_Stated exercise A_
Return the passage of the film essay from "Throughout the film, Everett" to "on his face.", copied word for word.

-------------------------

But beyond opportunities for comic incongruity, Everett’s character allows the film to wrestle deeply (though never ham-handedly) with the very real issues of a world that at least appears to mean more to us as human beings than mere material and mathematics. It broaches discussions of disenchantment and re-enchantment that are perhaps more relevant today than when the film was released a quarter-century ago. 

Throughout the film, Everett balks at what he sees as the uneducated spiritual mumbo-jumbo around him. But as the journey goes on, as strange and stranger things befall the protagonists, the viewer can see that the veneer of pure rationalism is a thin one indeed. When it looks, to all accounts, as if Pete’s beating heart lays beneath his shirt, shriveled up by the magic of the sirens, Delmar is not the only one with a look of religious fear on his face.

This comes to its zenith in the film’s climactic scene:

Returning to Everett’s farm, not to find the treasure they sought, but to retrieve his wedding ring, they are met by the bespectacled lawman who has dogged their trail all along. He has prepared nooses, graves—and even a haunting troupe of gravedigging singers.

“But we’s been pardoned! They announced it on the radio!” the three protest. The policeman replies with haunting simplicity: “We don’t have a radio.” 

Faced with the impending reality of death, Everett puts up an earnest prayer for salvation. There are no atheists in foxholes.

And, like clockwork, the deus ex-es the machina. Floodwaters come streaming down that engulf both the just and the unjust in a torrent of household furniture and Dapper Dan pomade. Safely afloat a coffin Moby-Dick style, Delmar attempts to point out to Everett that his prayer worked

But on the other side of peril, Everett is back to rationalizing. The valley was, of course, already scheduled to be flooded by local bureaucrats. It is not God, but modern technology that has saved them. Everett smugly concludes, “Yessir, we’re gonna have us a veritable age of reason.” But then something floats by which leaves both protagonist and viewer with the furrowed brow of recall.

The other cow just dropped. Memory has spoken. It has all come to pass, just as the old prophet Tiresias predicted. 

The Coens’ comic masterpiece fits comfortably into the “Christ-haunted American South” of Flannery O’Connor. It muses, alongside Hamlet, “There are more things in Heaven and Earth, Horatio, than are dreamt of in your philosophy!”

It does not resolve all ambiguities but leaves viewers with a universe just a bit more complex—a bit more enchanted—than before they pressed the play button.

And perhaps that is the purpose of film.

-------------------------

_Stated exercise B_
Rewrite the entries from the line with "Run through the image above and flag every sliding" to the end of the entries, changing "wooden" to "timber" and keeping everything else the same. Leave out the pictures.

_Given records_

-------------------------

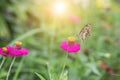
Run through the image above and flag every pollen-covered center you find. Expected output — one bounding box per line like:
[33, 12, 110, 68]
[68, 37, 76, 44]
[15, 41, 22, 46]
[2, 47, 8, 53]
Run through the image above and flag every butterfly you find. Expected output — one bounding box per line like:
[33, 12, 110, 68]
[78, 24, 91, 41]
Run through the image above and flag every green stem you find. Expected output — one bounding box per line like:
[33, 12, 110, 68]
[6, 57, 16, 80]
[59, 52, 69, 80]
[13, 56, 24, 80]
[0, 56, 6, 70]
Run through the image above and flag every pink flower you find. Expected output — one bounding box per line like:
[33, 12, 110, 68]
[11, 48, 28, 56]
[0, 41, 28, 57]
[60, 37, 80, 53]
[0, 46, 14, 57]
[11, 41, 28, 56]
[70, 16, 80, 22]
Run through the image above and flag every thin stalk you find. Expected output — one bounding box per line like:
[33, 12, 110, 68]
[0, 56, 6, 70]
[59, 52, 69, 80]
[6, 57, 16, 80]
[13, 56, 24, 80]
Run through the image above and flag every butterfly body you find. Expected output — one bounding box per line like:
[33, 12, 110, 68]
[78, 24, 91, 41]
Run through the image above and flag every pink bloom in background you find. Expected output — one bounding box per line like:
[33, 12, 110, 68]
[11, 48, 28, 56]
[60, 37, 80, 53]
[0, 41, 28, 57]
[70, 15, 80, 22]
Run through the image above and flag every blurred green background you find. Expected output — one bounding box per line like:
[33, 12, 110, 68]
[0, 0, 120, 80]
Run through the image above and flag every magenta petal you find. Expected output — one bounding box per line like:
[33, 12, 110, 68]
[60, 41, 68, 50]
[12, 48, 28, 56]
[68, 43, 80, 53]
[20, 48, 28, 55]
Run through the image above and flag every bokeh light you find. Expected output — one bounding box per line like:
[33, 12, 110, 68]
[51, 1, 68, 15]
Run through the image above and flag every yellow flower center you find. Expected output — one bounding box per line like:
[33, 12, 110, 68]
[68, 37, 76, 44]
[2, 47, 8, 52]
[15, 41, 22, 46]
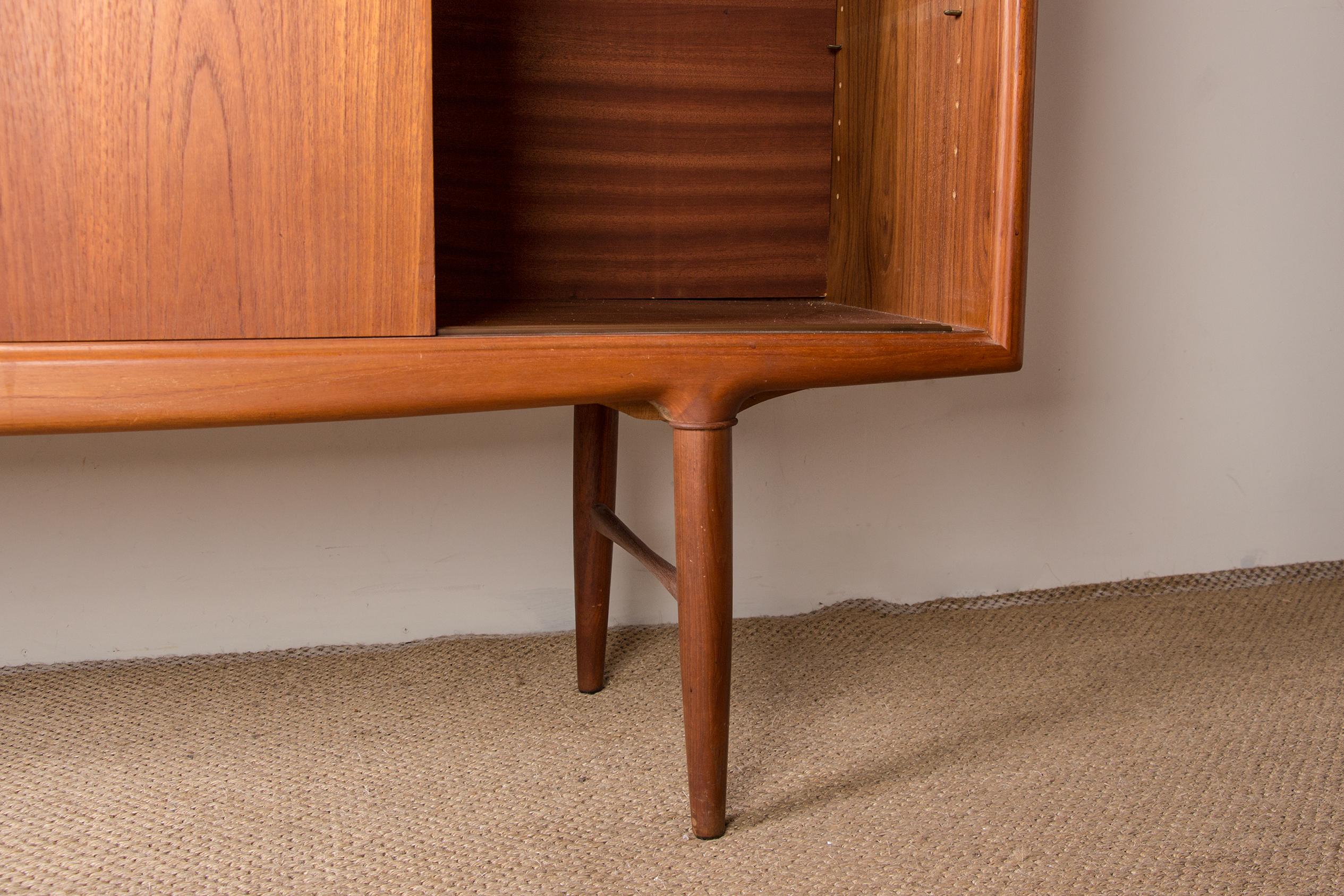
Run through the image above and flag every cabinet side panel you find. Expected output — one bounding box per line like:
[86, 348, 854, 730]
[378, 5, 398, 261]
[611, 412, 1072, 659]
[0, 0, 434, 341]
[434, 0, 835, 305]
[829, 0, 1010, 329]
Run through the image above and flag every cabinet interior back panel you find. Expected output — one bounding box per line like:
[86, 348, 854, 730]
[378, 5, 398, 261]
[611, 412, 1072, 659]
[433, 0, 836, 306]
[0, 0, 434, 341]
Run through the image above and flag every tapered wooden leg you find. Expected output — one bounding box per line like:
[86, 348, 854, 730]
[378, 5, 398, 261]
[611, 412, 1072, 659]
[574, 404, 618, 693]
[672, 429, 733, 840]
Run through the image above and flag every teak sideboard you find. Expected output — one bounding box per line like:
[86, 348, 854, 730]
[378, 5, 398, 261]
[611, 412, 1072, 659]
[0, 0, 1035, 837]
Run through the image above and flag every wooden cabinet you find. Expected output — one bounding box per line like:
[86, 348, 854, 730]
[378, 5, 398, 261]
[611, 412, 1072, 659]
[0, 0, 1035, 837]
[0, 0, 434, 341]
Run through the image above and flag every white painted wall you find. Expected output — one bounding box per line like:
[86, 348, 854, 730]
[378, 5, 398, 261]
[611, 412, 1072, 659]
[0, 0, 1344, 663]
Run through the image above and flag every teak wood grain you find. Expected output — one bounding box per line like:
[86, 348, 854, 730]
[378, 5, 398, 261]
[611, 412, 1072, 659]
[0, 0, 434, 341]
[439, 298, 951, 336]
[0, 0, 1035, 432]
[672, 426, 733, 838]
[829, 0, 1035, 340]
[434, 0, 836, 306]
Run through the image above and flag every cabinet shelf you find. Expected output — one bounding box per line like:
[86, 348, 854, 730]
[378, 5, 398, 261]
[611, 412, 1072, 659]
[438, 298, 953, 336]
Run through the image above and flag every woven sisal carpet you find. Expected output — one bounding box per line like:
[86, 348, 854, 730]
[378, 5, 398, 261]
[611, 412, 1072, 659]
[0, 563, 1344, 896]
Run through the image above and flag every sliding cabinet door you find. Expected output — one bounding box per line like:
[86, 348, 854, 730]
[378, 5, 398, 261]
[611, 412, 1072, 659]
[0, 0, 434, 341]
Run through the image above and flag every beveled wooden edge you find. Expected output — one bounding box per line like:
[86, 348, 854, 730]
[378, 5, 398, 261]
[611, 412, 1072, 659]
[989, 0, 1036, 354]
[0, 330, 1022, 434]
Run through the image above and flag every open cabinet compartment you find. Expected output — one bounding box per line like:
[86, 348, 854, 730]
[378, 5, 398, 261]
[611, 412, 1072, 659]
[433, 0, 1022, 335]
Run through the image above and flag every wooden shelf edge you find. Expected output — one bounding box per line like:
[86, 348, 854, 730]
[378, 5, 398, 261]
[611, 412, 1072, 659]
[0, 330, 1020, 434]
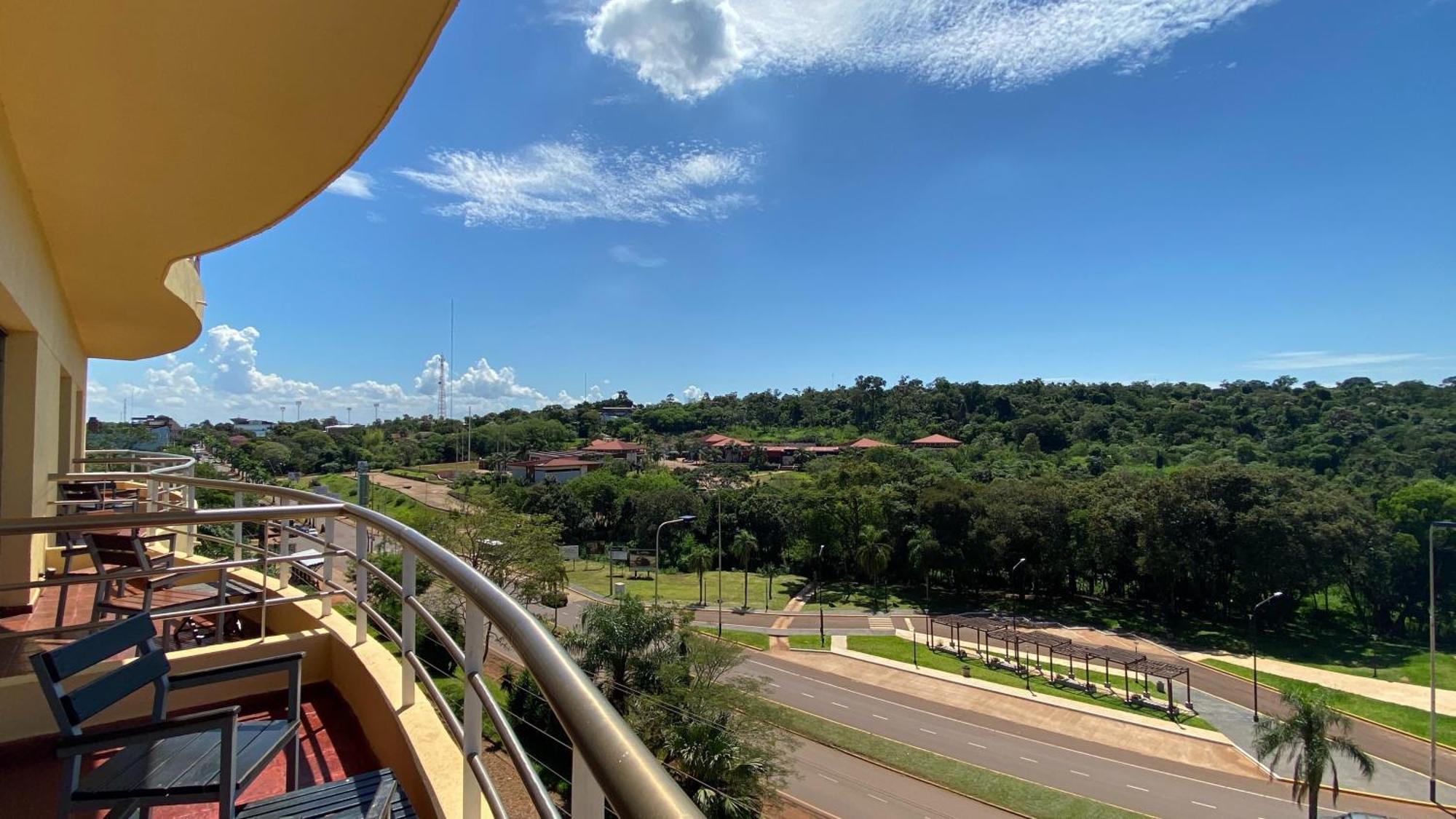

-------------------------

_Task output A_
Throughout the film, Everett balks at what he sees as the uneducated spiritual mumbo-jumbo around him. But as the journey goes on, as strange and stranger things befall the protagonists, the viewer can see that the veneer of pure rationalism is a thin one indeed. When it looks, to all accounts, as if Pete’s beating heart lays beneath his shirt, shriveled up by the magic of the sirens, Delmar is not the only one with a look of religious fear on his face.

_Task output B_
Run through the image above and flag every sliding cabinet door you find. Expected output — one bounding box per line like:
[86, 348, 854, 730]
[378, 5, 398, 261]
[611, 412, 1072, 659]
[0, 0, 434, 341]
Run through the image above and flag every beveled timber edge you find. Expected output — one bounding box per line like:
[86, 348, 854, 730]
[378, 5, 398, 261]
[611, 412, 1072, 659]
[989, 0, 1036, 354]
[0, 330, 1022, 434]
Run through the image above and flag every open cabinet compartment you find. Expected output — one bounding box per line like:
[86, 348, 854, 730]
[378, 5, 398, 261]
[611, 412, 1072, 659]
[433, 0, 1022, 335]
Run through the image above and flag every timber shelf edge you find. Expected output — one bounding box per line like:
[86, 348, 854, 730]
[378, 5, 398, 261]
[611, 412, 1072, 659]
[0, 330, 1020, 434]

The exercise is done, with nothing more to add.